--- START ---
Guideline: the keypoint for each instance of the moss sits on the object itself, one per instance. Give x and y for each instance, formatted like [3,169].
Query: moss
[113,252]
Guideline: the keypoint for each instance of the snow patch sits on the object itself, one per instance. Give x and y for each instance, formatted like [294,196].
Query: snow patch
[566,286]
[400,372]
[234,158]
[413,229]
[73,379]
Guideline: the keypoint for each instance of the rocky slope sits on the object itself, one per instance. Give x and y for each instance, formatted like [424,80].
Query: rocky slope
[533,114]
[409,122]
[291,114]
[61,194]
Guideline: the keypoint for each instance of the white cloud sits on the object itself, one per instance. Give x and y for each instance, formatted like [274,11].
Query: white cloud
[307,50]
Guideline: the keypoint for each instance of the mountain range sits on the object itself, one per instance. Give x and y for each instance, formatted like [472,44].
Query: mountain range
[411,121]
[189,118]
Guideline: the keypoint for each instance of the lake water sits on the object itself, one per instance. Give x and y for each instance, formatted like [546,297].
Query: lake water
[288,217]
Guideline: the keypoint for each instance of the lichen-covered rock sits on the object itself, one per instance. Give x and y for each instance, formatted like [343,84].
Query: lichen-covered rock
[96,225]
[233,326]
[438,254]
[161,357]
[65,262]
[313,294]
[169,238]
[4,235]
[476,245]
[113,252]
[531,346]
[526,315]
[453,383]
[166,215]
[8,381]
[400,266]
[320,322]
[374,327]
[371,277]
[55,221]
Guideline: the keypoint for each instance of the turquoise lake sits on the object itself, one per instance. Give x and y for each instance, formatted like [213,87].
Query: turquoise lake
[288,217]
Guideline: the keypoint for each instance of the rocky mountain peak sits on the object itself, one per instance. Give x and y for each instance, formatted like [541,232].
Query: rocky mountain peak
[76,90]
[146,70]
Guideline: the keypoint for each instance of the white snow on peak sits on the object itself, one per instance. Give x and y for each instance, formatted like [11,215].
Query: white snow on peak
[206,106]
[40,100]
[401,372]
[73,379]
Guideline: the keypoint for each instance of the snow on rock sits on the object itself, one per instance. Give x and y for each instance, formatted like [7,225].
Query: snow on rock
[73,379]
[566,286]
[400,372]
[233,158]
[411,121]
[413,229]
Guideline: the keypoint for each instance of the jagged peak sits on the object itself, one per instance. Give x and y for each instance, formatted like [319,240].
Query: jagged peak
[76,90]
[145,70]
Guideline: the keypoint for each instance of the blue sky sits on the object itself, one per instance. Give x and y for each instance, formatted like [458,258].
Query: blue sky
--- END ---
Could you copy every record above exactly as it appears?

(Reply to the exercise):
Guideline: the keypoint for each instance of the moss sits on the object itself, one per instance. Give x and y for each instance, formatted like [3,169].
Query: moss
[113,252]
Guideline: the keypoint for each instance of the snow patch sits on the object itself, one per instance. Give x and y for each instance, formatted like [294,196].
Query: snow patch
[566,286]
[400,372]
[234,158]
[413,229]
[73,379]
Guideline: the keypoint for each instance of the rocky slope sits on the object itself, one per instance. Give x and y for each instance, formatted like [424,80].
Query: rocky slope
[533,114]
[409,122]
[291,114]
[61,194]
Guideline: the keypoint for each instance of the white cloud sits on the object itself, one per instance. Give x and y for each instance, formatted like [274,11].
Query: white cloud
[307,50]
Guideline: the keypoint for each instance of the mountain range sits on the object itself, one per instance. Give x and y for each instance, formatted like [472,44].
Query: mountain range
[411,121]
[189,118]
Guideline: the keypoint for each instance of the lake water sits on the object itself, one per instance. Give x and y for each instance, formatted like [546,297].
Query: lake water
[288,217]
Guideline: the keypoint for each instance of the lichen-covered rock sits on the object itself, one per instance. Give x and y for each instance, formatted like [343,84].
Query: lichen-covered rock
[96,225]
[233,326]
[438,254]
[161,357]
[65,262]
[313,294]
[169,238]
[4,235]
[476,245]
[113,252]
[531,346]
[526,315]
[453,383]
[166,215]
[8,381]
[400,266]
[320,322]
[374,327]
[371,277]
[55,221]
Guideline: the keypoint for each instance of the turquoise lake sits on the object itself, one per instance. Give x and y for each instance, formatted like [213,87].
Query: turquoise lake
[288,217]
Guideline: the keypoint for each instance of the rocky mountain peak sits on the object itself, one per instance. Give x and y for each instance, formatted like [541,232].
Query: rocky mountain peak
[76,90]
[146,70]
Guideline: the keypoint for each instance of the white snow on peak sits on the object itself, one per instance. Give x and y for each instance, formatted like [11,215].
Query: white snow on peak
[206,106]
[40,100]
[401,372]
[73,379]
Guideline: the keypoint for each instance of the snow on rock sits on the object itself, one per instance. Give x and y for each instance, formatted like [7,225].
Query: snow on rock
[73,379]
[566,286]
[400,372]
[233,158]
[411,121]
[413,229]
Guideline: the keypoint for each instance of the jagged peak sits on the object itself, one per instance. Give x and y for each instance, formatted like [319,240].
Query: jagged peak
[76,90]
[145,70]
Guideline: the keypoint for each instance of the blue sky sits on the object itself, one per instance. Give x and y for each instance, formatted like [458,258].
Query: blue sky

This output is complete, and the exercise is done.